Non-small cell lung cancer (NSCLC) is the most prevalent type of
lung cancer. However, there has been little improvement in its cure rate in the last 30 years, due to its intricate heterogeneity and drug resistance. Accumulating evidences have demonstrated that dysregulation of
calcium (Ca2+) homeostasis contributes to
oncogenesis and promotes
tumor development. Inhibitors of Ca2+ channels/transporters to restore intracellular Ca2+ level were found to arrest
tumor cell division, induce apoptosis, and suppress
tumor growth both in vitro and in vivo.
Dolutegravir (DTG), which is a first-line drug for
Acquired Immune Deficiency Syndrome (
AIDs) treatment, has been shown to increase intracellular Ca2+ levels and
Reactive oxygen species (ROS) levels in human erythrocytes, leading to suicidal erythrocyte death or eryptosis. To explore the potential of DTG as an
antitumor agent, we have designed and synthesized a panel of compounds based on the principle of biologically active substructure splicing of DTG. Our data demonstrated that 7-methoxy-4-methyl-6,8-dioxo-N-(3-(1-(2-(trifluoromethyl)phenyl)-1H-1,2,3-triazol-4-yl)phenyl)-3,4,6,8,12,12a-hexahydro-2H-pyrido[1',2':4,5]pyrazino[2,1-b][1,3]oxazine-9-carboxamide (DTHP), a novel derivative of DTG, strongly inhibited the colony-forming ability and proliferation of NSCLC cells, but displayed no cytotoxicity to normal lung cells. DTHP treatment also induced apoptosis and upregulate intracellular Ca2+ level in NSCLC cells significantly. Inhibiting Ca2+ signaling alleviated DTHP-induced apoptosis, suggesting the perturbation of intracellular Ca2+ is responsible for DTHP-induced apoptosis. We further discovered that DTHP activates AMPK signaling pathway through binding to SERCA, a Ca2+-
ATPase. On the other hand, DTHP treatment promoted mitochondrial ROS production, causing
mitochondrial dysfunction and cell death. Finally, DTHP effectively inhibited
tumor growth in the mouse xenograft model of
lung cancer with low toxicity to normal organs. Taken together, our work identified DTHP as a superior
antitumor agent, which will provide a novel strategy for the treatment of NSCLC with potential clinical application.
────
Problems to solve:
[A] Update the stretch of the NSCLC abstract from "Non-small cell lung" through "and in vivo.", replacing "homeostasis" with "balance".
[B] For each statement, say yes or no depending on whether the NSCLC abstract agrees with it, and quote the words that decide it.
(i) DTHP was toxic to normal lung cells.
(ii) DTHP binds to SERCA.
(iii) The cure rate of NSCLC has improved greatly over the last 30 years.
[C] According to the NSCLC abstract, what does DTHP treatment promote that causes mitochondrial dysfunction and cell death?
None of the items are needed here.

(Dataset items)
────
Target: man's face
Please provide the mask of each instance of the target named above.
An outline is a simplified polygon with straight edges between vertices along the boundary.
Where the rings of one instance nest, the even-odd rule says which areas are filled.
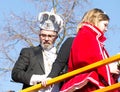
[[[41,30],[39,34],[40,44],[45,50],[49,50],[53,47],[53,44],[57,38],[57,33],[50,30]]]

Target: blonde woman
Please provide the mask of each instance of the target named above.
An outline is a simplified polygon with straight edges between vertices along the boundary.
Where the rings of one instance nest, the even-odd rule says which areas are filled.
[[[109,57],[104,47],[109,20],[108,15],[96,8],[85,13],[71,47],[68,72]],[[110,67],[105,65],[71,77],[60,92],[91,92],[114,83]]]

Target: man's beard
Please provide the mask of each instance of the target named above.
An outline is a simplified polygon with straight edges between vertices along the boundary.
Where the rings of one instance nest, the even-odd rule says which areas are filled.
[[[50,50],[53,47],[53,44],[44,44],[41,43],[41,46],[44,50]]]

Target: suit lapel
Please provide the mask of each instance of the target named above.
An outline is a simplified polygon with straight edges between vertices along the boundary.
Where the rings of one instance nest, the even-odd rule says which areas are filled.
[[[35,55],[36,61],[39,63],[39,65],[41,66],[41,68],[45,72],[44,62],[43,62],[43,54],[42,54],[42,47],[41,46],[38,46],[34,49],[34,55]]]

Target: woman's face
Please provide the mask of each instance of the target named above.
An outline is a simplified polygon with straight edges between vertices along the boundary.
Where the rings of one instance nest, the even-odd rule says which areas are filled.
[[[97,27],[103,32],[105,33],[108,29],[108,20],[104,20],[104,21],[100,21],[97,25]]]

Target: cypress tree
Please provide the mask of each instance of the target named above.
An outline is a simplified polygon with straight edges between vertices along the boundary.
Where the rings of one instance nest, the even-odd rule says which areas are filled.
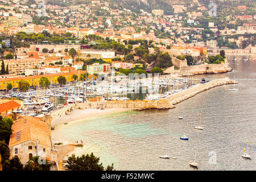
[[[6,70],[5,71],[5,74],[8,75],[9,74],[9,67],[8,67],[9,64],[6,66]]]
[[[5,63],[3,62],[3,60],[2,61],[1,75],[5,75]]]

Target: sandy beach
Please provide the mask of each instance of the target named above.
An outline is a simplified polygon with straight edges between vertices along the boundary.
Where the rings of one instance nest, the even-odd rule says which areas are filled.
[[[97,109],[76,109],[69,114],[65,114],[61,117],[52,121],[52,126],[68,123],[83,119],[96,117],[105,114],[114,114],[130,111],[131,109],[126,108],[112,108],[104,110]]]

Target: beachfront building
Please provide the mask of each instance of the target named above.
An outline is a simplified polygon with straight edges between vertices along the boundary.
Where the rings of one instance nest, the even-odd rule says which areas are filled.
[[[103,69],[103,68],[102,68]],[[80,74],[85,73],[85,71],[81,71]],[[46,77],[49,79],[51,84],[57,84],[58,77],[63,76],[66,78],[67,82],[73,81],[73,75],[78,74],[77,71],[71,71],[67,73],[59,73],[49,75],[34,75],[26,77],[6,78],[0,79],[0,90],[6,89],[9,83],[11,83],[14,88],[18,88],[18,82],[20,80],[26,80],[30,84],[30,86],[39,86],[39,80],[42,77]]]
[[[101,64],[96,63],[92,65],[87,65],[87,71],[89,74],[102,74],[110,72],[110,65],[108,64]]]
[[[73,59],[71,57],[69,56],[65,56],[63,59],[62,64],[63,65],[69,65],[73,63]]]
[[[133,68],[133,63],[126,63],[121,61],[113,61],[112,62],[113,67],[116,69],[123,68],[123,69],[131,69]]]
[[[82,49],[79,50],[81,59],[113,59],[115,53],[112,50]]]
[[[47,123],[31,116],[20,118],[11,126],[10,158],[18,156],[23,164],[35,156],[57,162],[57,154],[52,146]]]
[[[8,65],[10,73],[24,73],[26,69],[39,68],[43,61],[37,52],[28,52],[28,57],[24,59],[4,60],[5,65]]]

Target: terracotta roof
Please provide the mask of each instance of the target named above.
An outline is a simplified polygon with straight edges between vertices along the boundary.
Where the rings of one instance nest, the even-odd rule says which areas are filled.
[[[7,110],[11,110],[18,107],[20,107],[20,105],[14,101],[11,101],[5,103],[0,104],[0,113],[5,112]]]
[[[33,55],[33,56],[29,57],[31,54]],[[40,57],[38,56],[38,52],[28,52],[27,53],[27,55],[28,55],[28,57],[26,57],[26,59],[31,59],[31,58],[39,59],[42,59],[42,57]]]
[[[68,68],[69,68],[69,67],[68,67]],[[72,67],[71,67],[71,68],[72,68]],[[71,69],[71,72],[68,72],[68,73],[53,73],[53,74],[48,74],[48,75],[29,76],[20,77],[6,78],[0,79],[0,82],[1,81],[9,81],[19,80],[37,78],[40,78],[42,77],[59,76],[69,75],[78,73],[78,71],[75,71],[75,70],[72,71],[72,69],[75,69],[74,68],[72,68],[70,69]],[[80,73],[85,73],[85,71],[80,71]]]
[[[39,119],[25,117],[14,123],[11,129],[13,131],[10,138],[9,147],[28,140],[36,142],[36,139],[39,144],[51,147],[47,124]]]

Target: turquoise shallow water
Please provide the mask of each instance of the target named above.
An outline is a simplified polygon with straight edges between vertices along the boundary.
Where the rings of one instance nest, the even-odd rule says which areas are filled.
[[[189,166],[195,158],[199,170],[255,170],[256,63],[237,62],[230,61],[234,69],[232,72],[195,77],[228,75],[239,82],[238,92],[228,92],[231,86],[224,85],[201,93],[174,109],[85,118],[56,127],[52,136],[82,139],[85,146],[74,151],[76,155],[93,152],[104,166],[114,163],[118,170],[195,170]],[[203,131],[193,128],[199,124],[199,113]],[[183,119],[178,119],[179,116]],[[188,141],[179,139],[184,135]],[[242,158],[243,148],[252,160]],[[213,152],[216,154],[215,164],[209,163]],[[164,155],[177,159],[159,158]]]

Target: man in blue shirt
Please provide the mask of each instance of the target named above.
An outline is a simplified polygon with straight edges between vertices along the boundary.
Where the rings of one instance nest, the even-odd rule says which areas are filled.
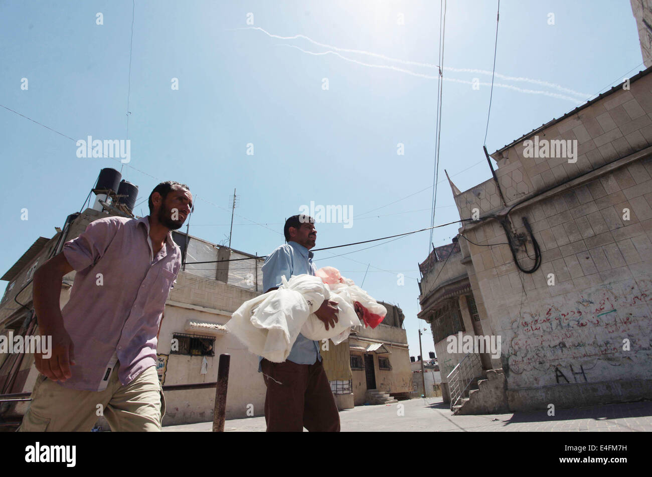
────
Results for the exercise:
[A]
Non-small cell lung cancer (NSCLC) is the most prevalent type of
lung cancer. However, there has been little improvement in its cure rate in the last 30 years, due to its intricate heterogeneity and drug resistance. Accumulating evidences have demonstrated that dysregulation of
calcium (Ca2+) balance contributes to
oncogenesis and promotes
tumor development. Inhibitors of Ca2+ channels/transporters to restore intracellular Ca2+ level were found to arrest
tumor cell division, induce apoptosis, and suppress
tumor growth both in vitro and in vivo.

[B]
(i) No: "displayed no cytotoxicity to normal lung cells"
(ii) Yes: "DTHP activates AMPK signaling pathway through binding to SERCA"
(iii) No: "there has been little improvement in its cure rate in the last 30 years"

[C] Mitochondrial ROS production.